• Aim of the exercise
Every entry that follows should be reproduced exactly.

■ ■ ■

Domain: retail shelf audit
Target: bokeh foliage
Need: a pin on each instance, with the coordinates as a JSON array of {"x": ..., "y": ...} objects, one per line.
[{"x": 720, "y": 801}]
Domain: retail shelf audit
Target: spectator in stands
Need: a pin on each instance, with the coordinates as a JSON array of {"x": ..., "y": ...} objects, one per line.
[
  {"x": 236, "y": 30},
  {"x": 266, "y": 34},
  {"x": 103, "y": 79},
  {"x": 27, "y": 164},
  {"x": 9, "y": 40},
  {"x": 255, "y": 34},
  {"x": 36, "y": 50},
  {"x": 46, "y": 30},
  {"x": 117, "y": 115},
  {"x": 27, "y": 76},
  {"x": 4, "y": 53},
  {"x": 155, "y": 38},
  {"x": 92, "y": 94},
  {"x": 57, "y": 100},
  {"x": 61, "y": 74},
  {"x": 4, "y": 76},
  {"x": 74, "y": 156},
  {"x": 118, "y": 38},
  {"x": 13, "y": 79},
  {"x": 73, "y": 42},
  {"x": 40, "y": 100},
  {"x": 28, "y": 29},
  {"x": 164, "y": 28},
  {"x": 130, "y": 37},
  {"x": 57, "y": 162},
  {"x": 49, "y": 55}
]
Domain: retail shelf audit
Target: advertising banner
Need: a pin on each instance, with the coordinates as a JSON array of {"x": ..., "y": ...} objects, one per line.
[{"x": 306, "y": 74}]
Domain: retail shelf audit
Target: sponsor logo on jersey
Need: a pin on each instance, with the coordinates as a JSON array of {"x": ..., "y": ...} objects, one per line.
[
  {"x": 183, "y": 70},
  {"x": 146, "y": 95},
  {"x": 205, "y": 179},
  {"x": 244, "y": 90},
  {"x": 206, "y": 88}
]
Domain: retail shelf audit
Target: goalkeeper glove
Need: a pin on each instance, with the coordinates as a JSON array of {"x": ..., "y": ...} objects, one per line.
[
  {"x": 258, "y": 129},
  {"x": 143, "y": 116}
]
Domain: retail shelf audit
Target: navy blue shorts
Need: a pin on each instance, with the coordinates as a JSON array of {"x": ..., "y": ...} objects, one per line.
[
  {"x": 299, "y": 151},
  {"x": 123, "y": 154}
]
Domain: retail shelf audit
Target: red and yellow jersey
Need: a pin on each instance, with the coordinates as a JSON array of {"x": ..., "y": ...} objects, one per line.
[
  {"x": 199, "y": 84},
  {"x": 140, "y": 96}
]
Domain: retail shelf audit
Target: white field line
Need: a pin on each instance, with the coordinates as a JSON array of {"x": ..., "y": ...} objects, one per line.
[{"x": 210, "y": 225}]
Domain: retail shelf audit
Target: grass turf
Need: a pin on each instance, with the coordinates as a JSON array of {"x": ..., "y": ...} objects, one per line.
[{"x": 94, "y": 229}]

■ ■ ■

• Correct answer
Domain: retail shelf audit
Target: bokeh foliage
Need: a pin on each instance, with the coordinates as a JSON array of {"x": ..., "y": ...} objects, one per line.
[{"x": 720, "y": 801}]
Domain: retail shelf audit
Target: spectator in stands
Need: a pin on each instance, with the coordinates as a JSON array of {"x": ..., "y": ...} objects, one per line.
[
  {"x": 236, "y": 30},
  {"x": 266, "y": 34},
  {"x": 103, "y": 79},
  {"x": 27, "y": 164},
  {"x": 9, "y": 40},
  {"x": 255, "y": 34},
  {"x": 36, "y": 50},
  {"x": 46, "y": 30},
  {"x": 117, "y": 115},
  {"x": 27, "y": 76},
  {"x": 4, "y": 53},
  {"x": 155, "y": 38},
  {"x": 92, "y": 94},
  {"x": 57, "y": 100},
  {"x": 61, "y": 74},
  {"x": 4, "y": 76},
  {"x": 74, "y": 156},
  {"x": 118, "y": 38},
  {"x": 13, "y": 79},
  {"x": 73, "y": 42},
  {"x": 40, "y": 100},
  {"x": 28, "y": 29},
  {"x": 164, "y": 28},
  {"x": 130, "y": 37},
  {"x": 57, "y": 162},
  {"x": 49, "y": 55}
]
Domain: retail shelf audit
Target: advertising banner
Need: a pin on each instance, with the coordinates as a JSON array of {"x": ..., "y": ...} objects, one per line.
[{"x": 306, "y": 74}]
Domain: retail shelf audit
Target: sponsor logo on jersey
Need: a pin on each instance, with the coordinates as a JSON array of {"x": ..., "y": ...} objects, one per line.
[
  {"x": 183, "y": 70},
  {"x": 146, "y": 95},
  {"x": 205, "y": 179},
  {"x": 244, "y": 90},
  {"x": 206, "y": 88}
]
Domain: retail shelf audit
Target: goalkeeper glove
Need: a pin on each instance, with the coordinates as a JSON array of {"x": ..., "y": ...} objects, one per line.
[
  {"x": 258, "y": 129},
  {"x": 143, "y": 116}
]
Domain: retail shelf audit
Target: navy blue shorts
Need: a pin on each instance, with the coordinates as a JSON array of {"x": ..., "y": ...} objects, one per line.
[
  {"x": 299, "y": 151},
  {"x": 123, "y": 154}
]
Domain: retail shelf audit
Target: red and yellow jersey
Need: a pin on each instance, with the coordinates as a JSON array of {"x": ..., "y": ...} objects, one per line.
[
  {"x": 199, "y": 84},
  {"x": 140, "y": 96}
]
Domain: retail shelf audit
Target: white field line
Need: a pin on each instance, with the coordinates as a JSON array of {"x": ..., "y": ...} objects, one per line.
[{"x": 210, "y": 225}]
Domain: retail shelf audit
Target: grass turf
Need: a pin on each instance, with the coordinates as a JSON array of {"x": ..., "y": ...} objects, one per line.
[{"x": 94, "y": 229}]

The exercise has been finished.